EXERCISE BRIEF: All entries below are to be returned in full, exactly as they stand.

(Beginning of PROVIDED RECORDS)

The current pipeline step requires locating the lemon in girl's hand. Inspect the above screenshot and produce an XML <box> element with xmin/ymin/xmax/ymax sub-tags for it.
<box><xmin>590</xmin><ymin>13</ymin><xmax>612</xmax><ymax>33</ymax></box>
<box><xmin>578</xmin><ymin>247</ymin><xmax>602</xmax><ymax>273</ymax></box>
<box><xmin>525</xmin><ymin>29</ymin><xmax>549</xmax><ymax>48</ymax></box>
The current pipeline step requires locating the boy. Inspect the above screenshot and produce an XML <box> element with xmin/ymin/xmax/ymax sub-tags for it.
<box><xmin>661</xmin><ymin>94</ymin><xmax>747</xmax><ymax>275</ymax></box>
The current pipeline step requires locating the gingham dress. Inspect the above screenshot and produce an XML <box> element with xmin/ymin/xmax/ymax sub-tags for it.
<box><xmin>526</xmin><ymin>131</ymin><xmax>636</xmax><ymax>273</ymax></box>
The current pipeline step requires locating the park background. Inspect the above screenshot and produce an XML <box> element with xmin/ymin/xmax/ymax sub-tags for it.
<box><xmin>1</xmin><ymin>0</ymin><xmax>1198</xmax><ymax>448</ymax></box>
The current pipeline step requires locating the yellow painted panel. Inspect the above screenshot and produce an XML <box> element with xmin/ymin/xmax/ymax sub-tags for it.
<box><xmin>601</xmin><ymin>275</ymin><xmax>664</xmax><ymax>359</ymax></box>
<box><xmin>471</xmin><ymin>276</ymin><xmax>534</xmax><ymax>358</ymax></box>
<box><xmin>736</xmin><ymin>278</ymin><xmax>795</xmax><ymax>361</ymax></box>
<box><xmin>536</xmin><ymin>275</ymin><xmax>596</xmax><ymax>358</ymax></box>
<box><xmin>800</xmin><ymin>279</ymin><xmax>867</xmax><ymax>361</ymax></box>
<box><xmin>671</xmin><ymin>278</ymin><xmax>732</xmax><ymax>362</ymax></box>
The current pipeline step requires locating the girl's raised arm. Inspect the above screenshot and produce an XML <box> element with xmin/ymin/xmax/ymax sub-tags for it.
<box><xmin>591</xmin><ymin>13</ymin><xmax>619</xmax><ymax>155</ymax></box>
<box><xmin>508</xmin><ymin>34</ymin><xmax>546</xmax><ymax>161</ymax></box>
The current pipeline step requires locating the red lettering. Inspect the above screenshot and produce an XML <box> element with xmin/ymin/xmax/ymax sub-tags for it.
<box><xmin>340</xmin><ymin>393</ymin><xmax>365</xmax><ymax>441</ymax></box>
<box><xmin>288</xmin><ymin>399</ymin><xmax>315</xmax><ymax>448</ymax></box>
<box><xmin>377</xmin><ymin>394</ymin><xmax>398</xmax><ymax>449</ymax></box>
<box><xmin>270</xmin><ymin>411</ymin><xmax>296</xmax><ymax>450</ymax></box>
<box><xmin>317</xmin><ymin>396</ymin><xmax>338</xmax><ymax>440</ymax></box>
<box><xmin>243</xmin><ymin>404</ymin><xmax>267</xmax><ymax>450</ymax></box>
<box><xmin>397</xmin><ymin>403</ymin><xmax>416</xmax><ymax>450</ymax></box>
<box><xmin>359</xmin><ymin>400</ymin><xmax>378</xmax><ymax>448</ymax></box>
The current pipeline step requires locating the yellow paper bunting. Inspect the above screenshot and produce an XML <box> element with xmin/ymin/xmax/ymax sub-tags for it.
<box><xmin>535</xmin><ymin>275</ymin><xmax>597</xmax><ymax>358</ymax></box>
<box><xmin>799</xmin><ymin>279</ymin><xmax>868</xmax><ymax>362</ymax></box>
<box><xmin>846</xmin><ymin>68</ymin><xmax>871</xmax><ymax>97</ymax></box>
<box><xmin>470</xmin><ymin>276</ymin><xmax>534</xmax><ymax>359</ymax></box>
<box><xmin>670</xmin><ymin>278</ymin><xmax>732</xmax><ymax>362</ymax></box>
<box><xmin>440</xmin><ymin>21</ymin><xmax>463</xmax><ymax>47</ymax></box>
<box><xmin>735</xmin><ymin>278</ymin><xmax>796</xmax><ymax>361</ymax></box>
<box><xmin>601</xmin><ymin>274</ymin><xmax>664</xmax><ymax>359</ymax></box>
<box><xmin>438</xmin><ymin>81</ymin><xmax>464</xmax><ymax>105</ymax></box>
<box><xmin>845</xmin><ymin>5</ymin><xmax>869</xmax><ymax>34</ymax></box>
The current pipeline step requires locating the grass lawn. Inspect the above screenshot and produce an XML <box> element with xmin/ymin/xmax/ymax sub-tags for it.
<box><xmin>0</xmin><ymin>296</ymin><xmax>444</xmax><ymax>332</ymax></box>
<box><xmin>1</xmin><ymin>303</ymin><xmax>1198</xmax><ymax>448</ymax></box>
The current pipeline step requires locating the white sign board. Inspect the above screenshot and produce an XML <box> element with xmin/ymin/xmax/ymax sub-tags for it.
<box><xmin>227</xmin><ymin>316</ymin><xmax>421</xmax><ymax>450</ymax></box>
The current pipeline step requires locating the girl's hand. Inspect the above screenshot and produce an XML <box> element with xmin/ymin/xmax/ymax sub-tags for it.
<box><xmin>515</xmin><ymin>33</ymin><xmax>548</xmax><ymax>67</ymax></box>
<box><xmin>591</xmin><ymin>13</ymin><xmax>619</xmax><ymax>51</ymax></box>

(End of PROVIDED RECORDS)

RESPONSE:
The current pipeline step requires locating the lemon in girl's hand. Inspect the above screenshot and produce an XML <box> element with xmin/ymin/xmax/ymax sub-tags for it.
<box><xmin>590</xmin><ymin>13</ymin><xmax>612</xmax><ymax>33</ymax></box>
<box><xmin>578</xmin><ymin>247</ymin><xmax>602</xmax><ymax>273</ymax></box>
<box><xmin>525</xmin><ymin>29</ymin><xmax>549</xmax><ymax>48</ymax></box>
The current pipeline step requires locating the boy. Inspect the above screenshot and produce an XML <box> element with xmin/ymin/xmax/ymax sub-tags for it.
<box><xmin>661</xmin><ymin>94</ymin><xmax>747</xmax><ymax>275</ymax></box>
The current pipeline step requires locating the gingham dress. Inspect the above screenshot and produce an XML <box> element with xmin/ymin/xmax/ymax sub-tags for it.
<box><xmin>526</xmin><ymin>131</ymin><xmax>636</xmax><ymax>273</ymax></box>
The current pipeline step requires locating the park background. Inspect the above screenshot and produce an XML <box> element with xmin/ymin/xmax/ymax sub-tags for it.
<box><xmin>1</xmin><ymin>0</ymin><xmax>1198</xmax><ymax>448</ymax></box>
The current pipeline step requires locating the yellow painted panel. Inspect the above screenshot and produce an XML <box> element with xmin/ymin/xmax/ymax sub-tags for it.
<box><xmin>601</xmin><ymin>275</ymin><xmax>664</xmax><ymax>359</ymax></box>
<box><xmin>471</xmin><ymin>276</ymin><xmax>534</xmax><ymax>358</ymax></box>
<box><xmin>736</xmin><ymin>278</ymin><xmax>795</xmax><ymax>361</ymax></box>
<box><xmin>536</xmin><ymin>275</ymin><xmax>596</xmax><ymax>358</ymax></box>
<box><xmin>800</xmin><ymin>279</ymin><xmax>867</xmax><ymax>361</ymax></box>
<box><xmin>671</xmin><ymin>278</ymin><xmax>732</xmax><ymax>362</ymax></box>
The current pipeline step requires locating the girl's raised arm. Inspect the above screenshot and produce an XML <box> element with xmin/ymin/xmax/ymax sub-tags for it.
<box><xmin>591</xmin><ymin>13</ymin><xmax>619</xmax><ymax>155</ymax></box>
<box><xmin>508</xmin><ymin>34</ymin><xmax>546</xmax><ymax>161</ymax></box>
The current pipeline step requires locating the red lettering. Inspect the above screenshot and produce an XML <box> element with xmin/ymin/xmax/ymax sub-tags for it.
<box><xmin>340</xmin><ymin>393</ymin><xmax>365</xmax><ymax>441</ymax></box>
<box><xmin>288</xmin><ymin>399</ymin><xmax>315</xmax><ymax>448</ymax></box>
<box><xmin>377</xmin><ymin>394</ymin><xmax>398</xmax><ymax>449</ymax></box>
<box><xmin>270</xmin><ymin>411</ymin><xmax>296</xmax><ymax>450</ymax></box>
<box><xmin>317</xmin><ymin>396</ymin><xmax>338</xmax><ymax>440</ymax></box>
<box><xmin>243</xmin><ymin>404</ymin><xmax>267</xmax><ymax>450</ymax></box>
<box><xmin>397</xmin><ymin>403</ymin><xmax>416</xmax><ymax>450</ymax></box>
<box><xmin>359</xmin><ymin>400</ymin><xmax>378</xmax><ymax>448</ymax></box>
The current pipeline step requires locating the yellow paper bunting. Inspect the above screenshot and produce an XML <box> element with xmin/ymin/xmax/ymax sub-tags for it.
<box><xmin>535</xmin><ymin>275</ymin><xmax>597</xmax><ymax>358</ymax></box>
<box><xmin>799</xmin><ymin>279</ymin><xmax>868</xmax><ymax>362</ymax></box>
<box><xmin>846</xmin><ymin>68</ymin><xmax>871</xmax><ymax>97</ymax></box>
<box><xmin>470</xmin><ymin>276</ymin><xmax>534</xmax><ymax>359</ymax></box>
<box><xmin>670</xmin><ymin>278</ymin><xmax>732</xmax><ymax>362</ymax></box>
<box><xmin>440</xmin><ymin>21</ymin><xmax>463</xmax><ymax>47</ymax></box>
<box><xmin>735</xmin><ymin>278</ymin><xmax>796</xmax><ymax>361</ymax></box>
<box><xmin>601</xmin><ymin>274</ymin><xmax>664</xmax><ymax>359</ymax></box>
<box><xmin>438</xmin><ymin>81</ymin><xmax>464</xmax><ymax>105</ymax></box>
<box><xmin>845</xmin><ymin>5</ymin><xmax>869</xmax><ymax>34</ymax></box>
The current pipeline step requires locating the grass lawn. Inspect the above screenshot and produce an XML <box> element with xmin/ymin/xmax/ymax sub-tags for it.
<box><xmin>0</xmin><ymin>296</ymin><xmax>444</xmax><ymax>332</ymax></box>
<box><xmin>1</xmin><ymin>303</ymin><xmax>1198</xmax><ymax>448</ymax></box>
The current pipeline step requires locating the white sign board. Inspect the above screenshot and produce an XML <box> element with xmin/ymin/xmax/ymax sub-tags for it.
<box><xmin>227</xmin><ymin>316</ymin><xmax>421</xmax><ymax>450</ymax></box>
The current pipeline step requires locating the girl's hand. Inspect the above screenshot and produce an XML <box> element with xmin/ymin/xmax/ymax sub-tags for it.
<box><xmin>515</xmin><ymin>33</ymin><xmax>548</xmax><ymax>67</ymax></box>
<box><xmin>591</xmin><ymin>13</ymin><xmax>619</xmax><ymax>51</ymax></box>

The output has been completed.